▸ **BRANO DI RIFERIMENTO**:
La gente era radunata lungo le strade del quartiere. Molte case, che davano sulla strada, erano aperte e la gente usciva ed entrava con bicchieri... di birra o caffé caldo. Tutti gli spettatori indossavano qualcosa di verde: cappellini verdi, occhiali, sciarpe, magliette, collane, facce dipinte. E quadrifogli. Altro simbolo dell'Irlanda e porta fortuna. Ogni americano sembrava riconoscente ai propri militari in parata, le frasi che molti gridavano al passaggio dei corpi armati erano: "Thank you, guys!", "Good job, guys!" ("grazie ragazzi", "state facendo un buon lavoro").

L'aspetto militare del Saint Patrick's Day mi ha un po' turbata.
Far sfilare militari e corpi alla sicurezza dello stato è segno da parte dell'America nei confronti degli americani di origine irlandese di voler celebrare in pompa magna l'evento. Mi ha comunque colpito l'emozione e la devozione degli americani ai loro militari. Questo aspetto degli americani è famoso nel mondo, ne ero stata confermata (l'ho descitto in questo passato post) durante una partita di baseball quando nel bel mezzo tutti si sono messi a cantare qualche canto super popolare con le immagini dei veterans (militari), caduti nelle varie recenti guerre. Non tutti gli americani hanno la stessa posizione, però; usciti dalla metropolitana infatti c'erano persone che distribuivano adesivi che dicevano "Stop the war" (stop alla guerra) e "Troops home now" (truppe a casa ora).

Nelle foto: nella prima foto il corpo della marina militare in parata;
nella seconda foto una casa aperta con gente che festeggia rigorosamente in verde;
nella terza foto io con i green beans (la collana verde) in attesa della parata.

Sunday, March 9, 2008

Cultura HIP HOP in America.



Mai come in questo anno sento parlare, ascolto musica, colgo espressioni che vengono dalla cultura hip hop. L'Hip Hop è una cultura soprattutto musicale, ma che raccoglie altre espressioni artistiche come la breakdancing e la graffiti art ed è vicina a sport come lo skateboard, il basketball e lo snowboard.

▸ **MATERIALE ALLEGATO**:
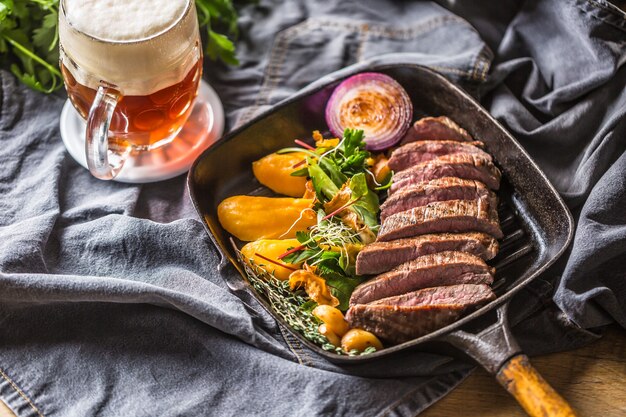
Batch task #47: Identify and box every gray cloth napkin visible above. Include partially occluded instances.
[0,0,626,416]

▸ **CONSEGNA**:
Copia parola per parola dal brano di riferimento il tratto che va da "Nelle foto: nella" fino a "e lo snowboard.". Il materiale non ha alcun legame con il brano.

▸ **RISPOSTA ATTESA**:
Nelle foto: nella prima foto il corpo della marina militare in parata;
nella seconda foto una casa aperta con gente che festeggia rigorosamente in verde;
nella terza foto io con i green beans (la collana verde) in attesa della parata.

Sunday, March 9, 2008

Cultura HIP HOP in America.



Mai come in questo anno sento parlare, ascolto musica, colgo espressioni che vengono dalla cultura hip hop. L'Hip Hop è una cultura soprattutto musicale, ma che raccoglie altre espressioni artistiche come la breakdancing e la graffiti art ed è vicina a sport come lo skateboard, il basketball e lo snowboard.